- What to produce
Pick out the lines below that contain the string "station" and copy them all.

- Exercise input

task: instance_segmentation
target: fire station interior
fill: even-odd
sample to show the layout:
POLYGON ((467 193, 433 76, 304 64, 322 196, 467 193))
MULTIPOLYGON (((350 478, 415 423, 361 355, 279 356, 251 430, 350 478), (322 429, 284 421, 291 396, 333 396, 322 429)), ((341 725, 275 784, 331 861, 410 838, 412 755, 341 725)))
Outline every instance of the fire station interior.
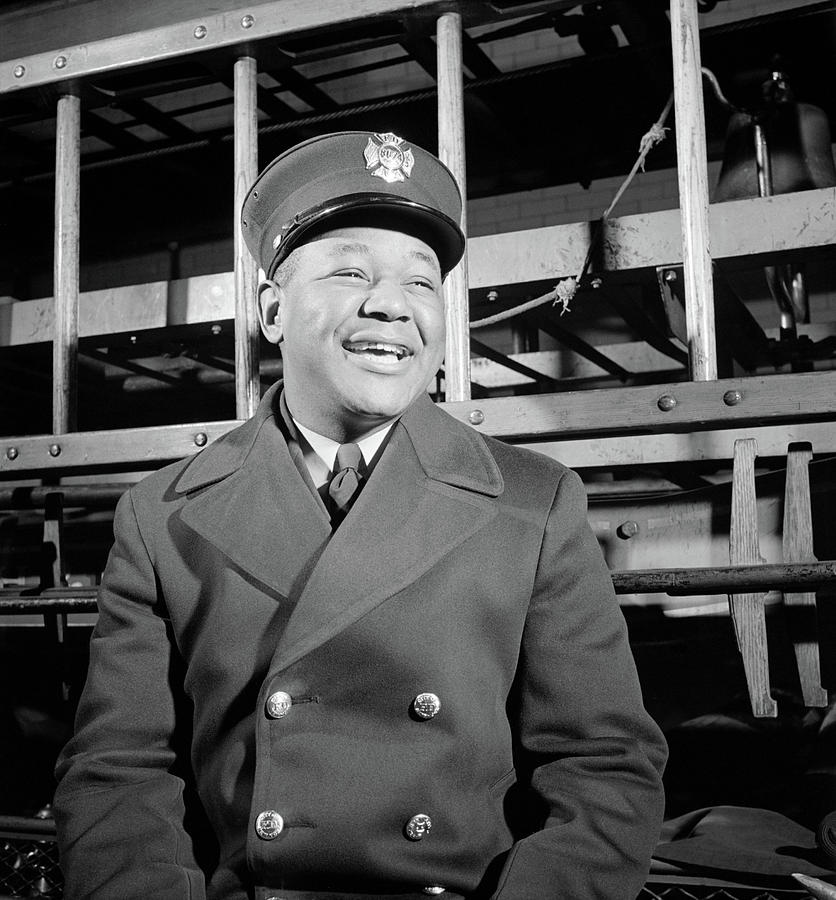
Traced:
MULTIPOLYGON (((784 855, 825 882, 836 873, 836 3, 673 2, 699 25, 696 149, 678 145, 678 120, 697 112, 671 104, 668 0, 391 2, 363 19, 316 0, 304 27, 252 40, 240 0, 0 2, 0 896, 62 896, 52 768, 118 497, 243 417, 236 59, 257 61, 261 164, 336 130, 435 150, 437 25, 451 12, 470 380, 456 395, 441 371, 430 391, 578 470, 670 745, 666 820, 750 817, 739 865, 667 863, 645 896, 809 896, 759 866, 778 852, 770 828, 797 845, 784 855), (201 16, 221 15, 237 42, 200 34, 201 16), (183 23, 188 52, 147 52, 148 34, 183 23), (75 72, 81 47, 111 56, 75 72), (80 101, 79 318, 58 428, 68 86, 80 101), (694 156, 710 201, 708 377, 679 243, 678 176, 694 156), (136 436, 152 434, 163 449, 143 460, 136 436)), ((264 390, 282 363, 256 349, 264 390)))

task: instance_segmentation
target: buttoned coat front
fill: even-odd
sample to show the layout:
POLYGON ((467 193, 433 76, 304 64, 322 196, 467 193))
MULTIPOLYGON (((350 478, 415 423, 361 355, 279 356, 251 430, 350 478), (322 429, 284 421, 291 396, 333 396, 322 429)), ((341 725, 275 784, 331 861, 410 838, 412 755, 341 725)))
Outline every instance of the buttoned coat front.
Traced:
POLYGON ((632 900, 664 742, 580 480, 421 397, 332 535, 278 390, 119 504, 58 767, 68 900, 632 900))

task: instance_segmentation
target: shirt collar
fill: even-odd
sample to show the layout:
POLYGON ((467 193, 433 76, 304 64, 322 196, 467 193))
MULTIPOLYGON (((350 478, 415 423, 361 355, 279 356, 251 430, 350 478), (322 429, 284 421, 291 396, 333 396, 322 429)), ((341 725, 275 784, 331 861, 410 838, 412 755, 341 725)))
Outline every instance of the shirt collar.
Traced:
MULTIPOLYGON (((293 424, 299 433, 302 458, 308 467, 311 480, 315 487, 320 487, 331 480, 331 473, 334 470, 334 462, 336 461, 337 450, 340 445, 337 441, 331 440, 331 438, 318 434, 316 431, 312 431, 310 428, 302 425, 292 415, 290 418, 293 420, 293 424)), ((372 434, 367 434, 354 442, 360 448, 360 452, 363 454, 363 462, 367 467, 375 458, 375 454, 386 440, 386 436, 394 424, 394 422, 390 422, 385 428, 381 428, 372 434)))

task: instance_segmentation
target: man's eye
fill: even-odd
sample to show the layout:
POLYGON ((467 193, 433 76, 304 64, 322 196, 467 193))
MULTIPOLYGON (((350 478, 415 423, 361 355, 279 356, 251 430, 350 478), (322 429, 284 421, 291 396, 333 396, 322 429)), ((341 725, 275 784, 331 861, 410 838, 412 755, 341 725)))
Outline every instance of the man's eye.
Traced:
POLYGON ((334 272, 334 274, 338 278, 365 278, 365 273, 361 272, 359 269, 340 269, 339 272, 334 272))
POLYGON ((434 291, 435 285, 428 278, 413 278, 410 284, 418 285, 418 287, 427 288, 427 290, 434 291))

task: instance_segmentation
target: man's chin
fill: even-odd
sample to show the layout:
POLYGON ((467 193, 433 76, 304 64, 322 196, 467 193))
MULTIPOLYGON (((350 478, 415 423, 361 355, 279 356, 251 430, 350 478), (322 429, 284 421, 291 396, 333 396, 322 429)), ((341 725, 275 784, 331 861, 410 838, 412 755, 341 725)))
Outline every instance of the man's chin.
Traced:
POLYGON ((385 397, 365 397, 353 404, 353 412, 370 425, 379 425, 396 419, 412 404, 419 392, 385 397))

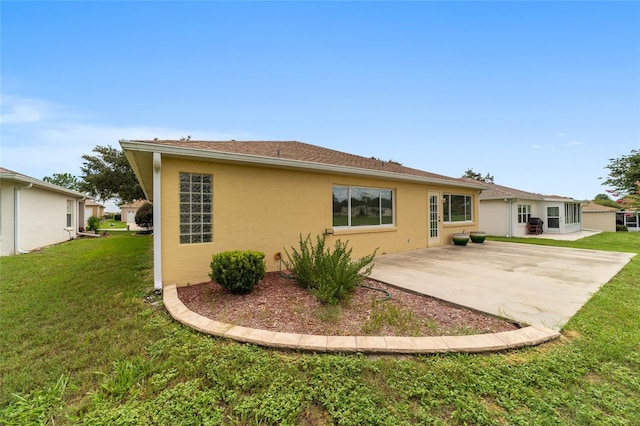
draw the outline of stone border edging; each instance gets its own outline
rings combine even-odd
[[[310,352],[361,352],[367,354],[495,352],[536,346],[560,337],[560,332],[537,325],[513,331],[468,336],[322,336],[280,333],[226,324],[193,312],[178,298],[175,284],[164,287],[162,301],[175,320],[202,333],[271,348]]]

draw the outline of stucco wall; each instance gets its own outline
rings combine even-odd
[[[597,229],[616,232],[616,212],[582,211],[582,226],[585,229]]]
[[[21,185],[22,187],[24,185]],[[63,194],[37,187],[20,190],[19,247],[14,247],[14,185],[2,186],[2,255],[14,254],[18,249],[34,250],[69,239],[67,200]],[[71,236],[75,237],[78,203],[74,201]]]
[[[179,173],[213,175],[213,242],[179,243]],[[172,158],[162,160],[162,273],[163,283],[187,285],[209,280],[211,255],[226,250],[259,250],[268,270],[280,265],[274,254],[298,246],[300,234],[312,238],[332,229],[333,185],[394,189],[395,224],[391,228],[336,229],[327,237],[349,240],[354,257],[425,248],[427,242],[427,189],[476,195],[477,191],[427,187],[415,183],[345,177],[285,169],[247,167]],[[450,235],[476,230],[477,222],[443,225],[442,244]],[[286,258],[286,256],[285,256]]]

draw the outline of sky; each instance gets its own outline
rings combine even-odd
[[[640,149],[637,1],[2,1],[0,17],[0,164],[38,179],[189,135],[592,199]]]

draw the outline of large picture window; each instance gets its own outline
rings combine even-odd
[[[531,217],[531,204],[518,204],[518,223],[527,223]]]
[[[393,225],[393,213],[392,189],[333,187],[333,226]]]
[[[564,205],[564,223],[580,223],[580,204],[567,203]]]
[[[180,243],[213,241],[213,176],[180,173]]]
[[[470,222],[473,220],[471,195],[444,194],[442,212],[445,222]]]

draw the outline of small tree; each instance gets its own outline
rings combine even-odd
[[[153,229],[153,205],[144,203],[136,212],[136,225],[146,230]]]
[[[54,173],[51,176],[43,177],[42,180],[73,191],[80,190],[80,181],[71,173]]]

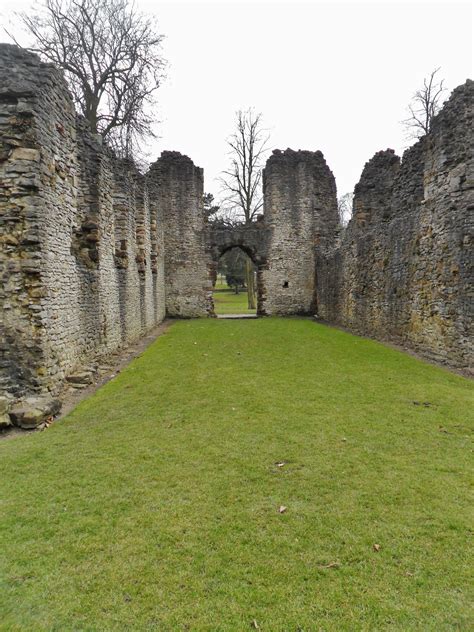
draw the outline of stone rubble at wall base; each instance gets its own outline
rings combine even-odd
[[[263,217],[222,229],[187,156],[163,152],[141,174],[90,133],[58,69],[1,44],[0,427],[44,423],[66,381],[86,386],[166,314],[213,316],[232,247],[257,266],[260,315],[317,313],[472,367],[473,92],[459,86],[402,161],[366,164],[342,233],[323,155],[290,149],[267,162]]]

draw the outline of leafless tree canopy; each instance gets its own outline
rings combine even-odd
[[[269,136],[262,115],[252,109],[237,112],[235,132],[227,139],[231,164],[221,178],[224,205],[235,207],[248,223],[263,208],[262,169]]]
[[[446,92],[444,80],[438,81],[436,68],[428,78],[423,80],[423,88],[413,95],[412,102],[408,106],[410,116],[405,119],[405,125],[409,138],[421,138],[431,130],[433,117],[439,112],[443,102],[443,93]]]
[[[224,200],[222,207],[249,224],[263,208],[262,168],[269,136],[262,128],[262,115],[252,109],[237,112],[235,132],[227,139],[231,164],[221,178]],[[235,224],[235,217],[230,220]],[[230,223],[229,219],[227,220]],[[246,282],[249,309],[256,307],[255,275],[246,261]]]
[[[131,157],[145,135],[163,76],[162,35],[130,0],[44,0],[19,17],[32,50],[64,69],[76,106],[121,155]]]
[[[337,210],[339,212],[339,223],[345,227],[352,217],[352,205],[354,201],[353,193],[344,193],[337,201]]]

- Task response
target: fire station interior
Outline every instance of the fire station interior.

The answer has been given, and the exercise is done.